### What to produce:
Transcribe word for word the part of the point-to-plane distance problem below that runs from "Let \( P(x_1, y_1, z_1)" up to and including "in 3D geometry.".

Question

Let \( P(x_1, y_1, z_1) \) be the foot of the perpendicular drawn from the point \[ Q(2, -2, 1) \] to the plane \[ x - 2y + z = 1. \] If \( d \) is the perpendicular distance from the point \( Q \) to the plane and \[ I = x_1 + y_1 + z_1, \] then \( I + 3d^2 \) is:

• A. \( 5 \)
• B. \( 7 \)
• C. \( 19 \)
• D. \( 26 \)

Hint:

The perpendicular distance formula is useful for calculating distances from a point to a plane in 3D geometry.

Answer 1

The Correct Option is C

Step 1: Finding the perpendicular distance \( d \) The perpendicular distance from a point \( (x_0, y_0, z_0) \) to the plane \( ax + by + cz + d = 0 \) is given by: \[ d = \frac{|ax_0 + by_0 + cz_0 + d|}{\sqrt{a^2 + b^2 + c^2}}. \] Substituting the given values: \[ d = \frac{|(1)(2) + (-2)(-2) + (1)(1) - 1|}{\sqrt{1^2 + (-2)^2 + 1^2}} = \frac{|2 + 4 + 1 - 1|}{\sqrt{6}} = \frac{6}{\sqrt{6}} = \sqrt{6}. \] Step 2: Computing \( I + 3d^2 \) Given \( I = x_1 + y_1 + z_1 \), solving using the foot of the perpendicular formula, we find: \[ I + 3d^2 = 19. \]

### Recorded data:

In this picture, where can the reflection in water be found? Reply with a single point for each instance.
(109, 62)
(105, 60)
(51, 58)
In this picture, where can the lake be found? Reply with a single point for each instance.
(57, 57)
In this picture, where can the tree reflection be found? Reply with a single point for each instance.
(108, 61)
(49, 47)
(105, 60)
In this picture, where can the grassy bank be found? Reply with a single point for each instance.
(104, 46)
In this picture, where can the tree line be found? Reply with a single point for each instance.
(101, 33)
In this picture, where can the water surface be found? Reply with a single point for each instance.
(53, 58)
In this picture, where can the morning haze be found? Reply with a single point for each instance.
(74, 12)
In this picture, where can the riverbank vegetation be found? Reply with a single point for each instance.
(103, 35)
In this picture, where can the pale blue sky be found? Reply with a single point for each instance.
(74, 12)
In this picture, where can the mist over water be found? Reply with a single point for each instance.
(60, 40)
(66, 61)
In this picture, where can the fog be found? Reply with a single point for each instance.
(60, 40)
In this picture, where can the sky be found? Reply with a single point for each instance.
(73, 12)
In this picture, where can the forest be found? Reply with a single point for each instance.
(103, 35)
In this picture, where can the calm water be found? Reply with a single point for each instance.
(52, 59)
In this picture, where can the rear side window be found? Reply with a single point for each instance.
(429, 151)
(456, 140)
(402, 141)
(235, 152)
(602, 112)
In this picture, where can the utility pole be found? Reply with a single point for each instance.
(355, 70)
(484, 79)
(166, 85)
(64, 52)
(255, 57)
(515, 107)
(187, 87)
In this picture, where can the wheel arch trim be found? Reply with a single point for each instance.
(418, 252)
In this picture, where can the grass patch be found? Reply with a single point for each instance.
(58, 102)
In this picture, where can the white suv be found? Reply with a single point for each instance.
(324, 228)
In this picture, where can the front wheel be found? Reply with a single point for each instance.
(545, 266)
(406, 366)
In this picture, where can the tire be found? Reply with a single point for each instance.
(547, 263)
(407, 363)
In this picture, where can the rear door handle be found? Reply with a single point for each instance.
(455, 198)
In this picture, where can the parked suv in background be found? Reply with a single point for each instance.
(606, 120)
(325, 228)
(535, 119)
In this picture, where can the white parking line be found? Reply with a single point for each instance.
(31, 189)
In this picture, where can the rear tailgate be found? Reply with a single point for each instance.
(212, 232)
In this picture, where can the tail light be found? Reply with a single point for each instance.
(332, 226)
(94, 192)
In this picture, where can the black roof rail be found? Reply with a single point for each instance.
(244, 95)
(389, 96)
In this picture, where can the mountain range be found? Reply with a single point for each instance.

### The answer:
Let \( P(x_1, y_1, z_1) \) be the foot of the perpendicular drawn from the point \[ Q(2, -2, 1) \] to the plane \[ x - 2y + z = 1. \] If \( d \) is the perpendicular distance from the point \( Q \) to the plane and \[ I = x_1 + y_1 + z_1, \] then \( I + 3d^2 \) is:

• A. \( 5 \)
• B. \( 7 \)
• C. \( 19 \)
• D. \( 26 \)

Hint:

The perpendicular distance formula is useful for calculating distances from a point to a plane in 3D geometry.